Aim:
Gather every line of the records below that holds the word "winter".

Supplied material:
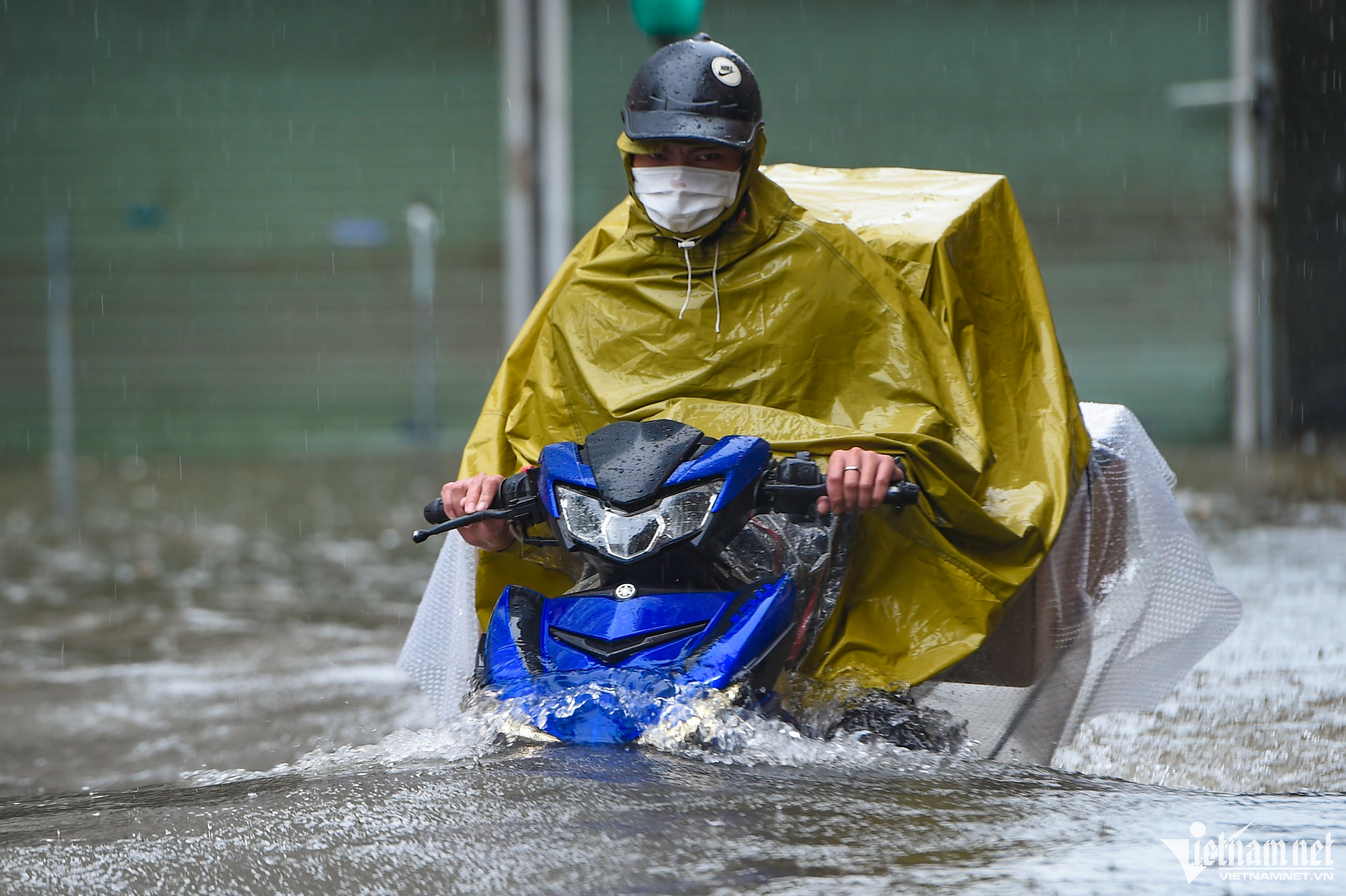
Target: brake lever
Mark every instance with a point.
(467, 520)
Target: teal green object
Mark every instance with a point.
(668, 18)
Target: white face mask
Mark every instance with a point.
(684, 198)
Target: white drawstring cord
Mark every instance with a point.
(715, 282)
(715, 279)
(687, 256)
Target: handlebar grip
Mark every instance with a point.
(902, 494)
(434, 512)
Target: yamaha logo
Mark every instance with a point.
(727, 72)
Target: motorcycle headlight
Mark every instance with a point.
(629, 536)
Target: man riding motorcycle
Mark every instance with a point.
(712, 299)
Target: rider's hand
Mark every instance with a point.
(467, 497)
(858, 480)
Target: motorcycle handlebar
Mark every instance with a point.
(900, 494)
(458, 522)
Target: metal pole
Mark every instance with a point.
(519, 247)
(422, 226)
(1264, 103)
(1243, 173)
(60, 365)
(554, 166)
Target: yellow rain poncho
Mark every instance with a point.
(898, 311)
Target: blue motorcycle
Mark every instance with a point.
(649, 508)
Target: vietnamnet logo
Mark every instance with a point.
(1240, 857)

* * *

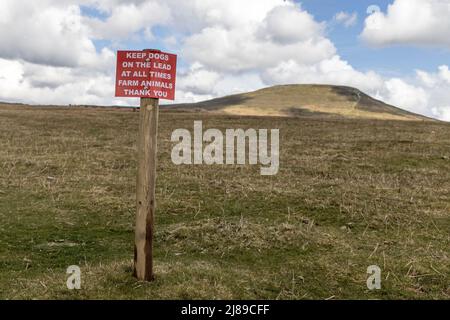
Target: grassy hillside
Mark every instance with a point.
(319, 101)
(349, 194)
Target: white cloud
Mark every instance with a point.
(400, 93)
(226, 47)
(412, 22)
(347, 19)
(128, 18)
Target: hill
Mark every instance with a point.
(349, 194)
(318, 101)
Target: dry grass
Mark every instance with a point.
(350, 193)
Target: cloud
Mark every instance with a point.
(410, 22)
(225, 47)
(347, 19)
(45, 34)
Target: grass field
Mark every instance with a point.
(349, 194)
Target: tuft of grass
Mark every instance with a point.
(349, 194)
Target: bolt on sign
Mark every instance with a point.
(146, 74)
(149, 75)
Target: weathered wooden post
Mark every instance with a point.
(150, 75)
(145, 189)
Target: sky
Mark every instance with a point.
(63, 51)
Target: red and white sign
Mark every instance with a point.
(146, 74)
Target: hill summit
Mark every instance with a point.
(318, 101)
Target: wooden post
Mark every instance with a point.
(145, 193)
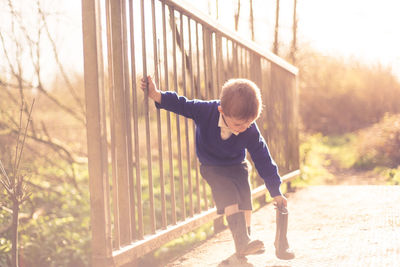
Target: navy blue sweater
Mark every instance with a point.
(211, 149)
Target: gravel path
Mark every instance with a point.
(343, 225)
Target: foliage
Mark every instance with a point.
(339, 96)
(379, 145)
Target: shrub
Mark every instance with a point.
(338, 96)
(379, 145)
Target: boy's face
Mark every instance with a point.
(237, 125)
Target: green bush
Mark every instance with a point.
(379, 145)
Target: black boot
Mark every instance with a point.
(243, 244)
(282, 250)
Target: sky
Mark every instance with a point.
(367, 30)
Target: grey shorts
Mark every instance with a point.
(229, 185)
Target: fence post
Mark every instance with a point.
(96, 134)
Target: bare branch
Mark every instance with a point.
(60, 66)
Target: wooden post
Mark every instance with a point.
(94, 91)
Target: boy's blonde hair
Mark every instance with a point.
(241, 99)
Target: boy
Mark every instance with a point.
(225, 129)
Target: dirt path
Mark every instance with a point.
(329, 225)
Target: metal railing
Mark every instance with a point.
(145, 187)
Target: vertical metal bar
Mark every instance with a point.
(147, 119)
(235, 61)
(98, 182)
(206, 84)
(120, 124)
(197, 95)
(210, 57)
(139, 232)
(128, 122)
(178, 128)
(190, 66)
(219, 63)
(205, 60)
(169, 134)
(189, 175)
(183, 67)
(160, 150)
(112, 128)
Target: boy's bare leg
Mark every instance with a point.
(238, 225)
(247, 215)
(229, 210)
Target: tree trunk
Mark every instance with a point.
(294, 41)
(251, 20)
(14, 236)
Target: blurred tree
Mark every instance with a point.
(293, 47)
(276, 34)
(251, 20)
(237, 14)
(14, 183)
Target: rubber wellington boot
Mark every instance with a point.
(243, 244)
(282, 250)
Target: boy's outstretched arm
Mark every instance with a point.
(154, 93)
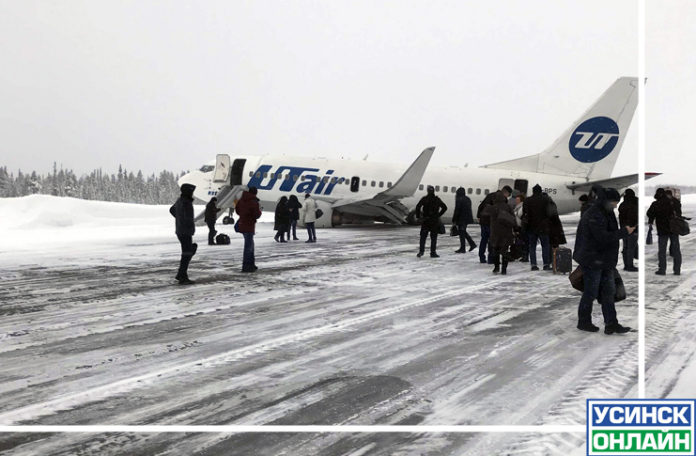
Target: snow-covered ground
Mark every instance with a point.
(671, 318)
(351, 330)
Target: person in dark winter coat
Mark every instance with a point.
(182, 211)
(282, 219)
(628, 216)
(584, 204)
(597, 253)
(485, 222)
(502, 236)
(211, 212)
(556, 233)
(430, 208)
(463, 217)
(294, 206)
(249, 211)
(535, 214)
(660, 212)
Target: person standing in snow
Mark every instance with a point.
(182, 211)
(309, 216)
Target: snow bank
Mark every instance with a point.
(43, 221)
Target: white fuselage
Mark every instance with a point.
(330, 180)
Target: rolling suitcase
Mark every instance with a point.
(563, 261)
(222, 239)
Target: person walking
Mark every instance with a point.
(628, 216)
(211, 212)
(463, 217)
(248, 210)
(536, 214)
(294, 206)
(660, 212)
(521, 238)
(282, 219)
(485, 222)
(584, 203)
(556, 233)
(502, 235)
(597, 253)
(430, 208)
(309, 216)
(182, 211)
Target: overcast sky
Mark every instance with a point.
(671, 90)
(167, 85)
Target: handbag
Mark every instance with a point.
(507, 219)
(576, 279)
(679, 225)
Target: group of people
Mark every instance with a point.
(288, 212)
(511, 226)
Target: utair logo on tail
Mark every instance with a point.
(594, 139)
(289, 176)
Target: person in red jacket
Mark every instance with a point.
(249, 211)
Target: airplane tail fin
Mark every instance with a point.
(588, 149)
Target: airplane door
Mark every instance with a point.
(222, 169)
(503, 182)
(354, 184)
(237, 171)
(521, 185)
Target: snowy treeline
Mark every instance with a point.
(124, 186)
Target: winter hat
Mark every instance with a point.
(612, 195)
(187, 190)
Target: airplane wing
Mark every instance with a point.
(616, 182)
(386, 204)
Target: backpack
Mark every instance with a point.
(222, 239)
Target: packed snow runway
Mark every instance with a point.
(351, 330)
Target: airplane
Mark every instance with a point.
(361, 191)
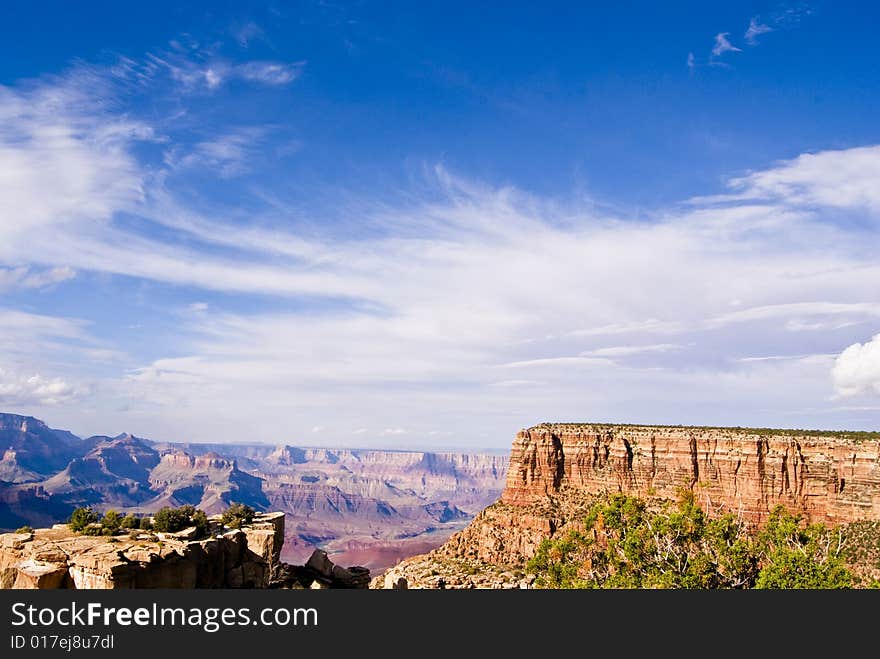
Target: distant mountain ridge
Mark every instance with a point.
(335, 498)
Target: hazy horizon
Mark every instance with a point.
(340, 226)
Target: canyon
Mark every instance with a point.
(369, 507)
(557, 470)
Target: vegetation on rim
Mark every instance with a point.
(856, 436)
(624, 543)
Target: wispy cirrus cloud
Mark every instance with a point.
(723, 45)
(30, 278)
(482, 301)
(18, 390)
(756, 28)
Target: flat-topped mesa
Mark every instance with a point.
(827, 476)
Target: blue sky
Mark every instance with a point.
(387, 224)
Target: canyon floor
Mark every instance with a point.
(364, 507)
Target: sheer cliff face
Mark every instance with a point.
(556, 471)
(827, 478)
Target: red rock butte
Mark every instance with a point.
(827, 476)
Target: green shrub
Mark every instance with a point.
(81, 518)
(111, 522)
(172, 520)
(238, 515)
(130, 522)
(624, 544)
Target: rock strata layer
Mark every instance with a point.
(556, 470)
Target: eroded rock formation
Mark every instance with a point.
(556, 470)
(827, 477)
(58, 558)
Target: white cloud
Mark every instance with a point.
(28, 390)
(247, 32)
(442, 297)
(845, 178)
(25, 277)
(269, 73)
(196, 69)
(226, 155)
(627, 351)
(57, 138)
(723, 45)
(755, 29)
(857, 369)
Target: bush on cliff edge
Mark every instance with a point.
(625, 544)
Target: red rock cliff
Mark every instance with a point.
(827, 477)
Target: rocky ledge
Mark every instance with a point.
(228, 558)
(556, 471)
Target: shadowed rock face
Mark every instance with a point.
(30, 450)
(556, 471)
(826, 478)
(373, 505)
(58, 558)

Worked solution:
Target: person in dark winter coat
Target: winter hat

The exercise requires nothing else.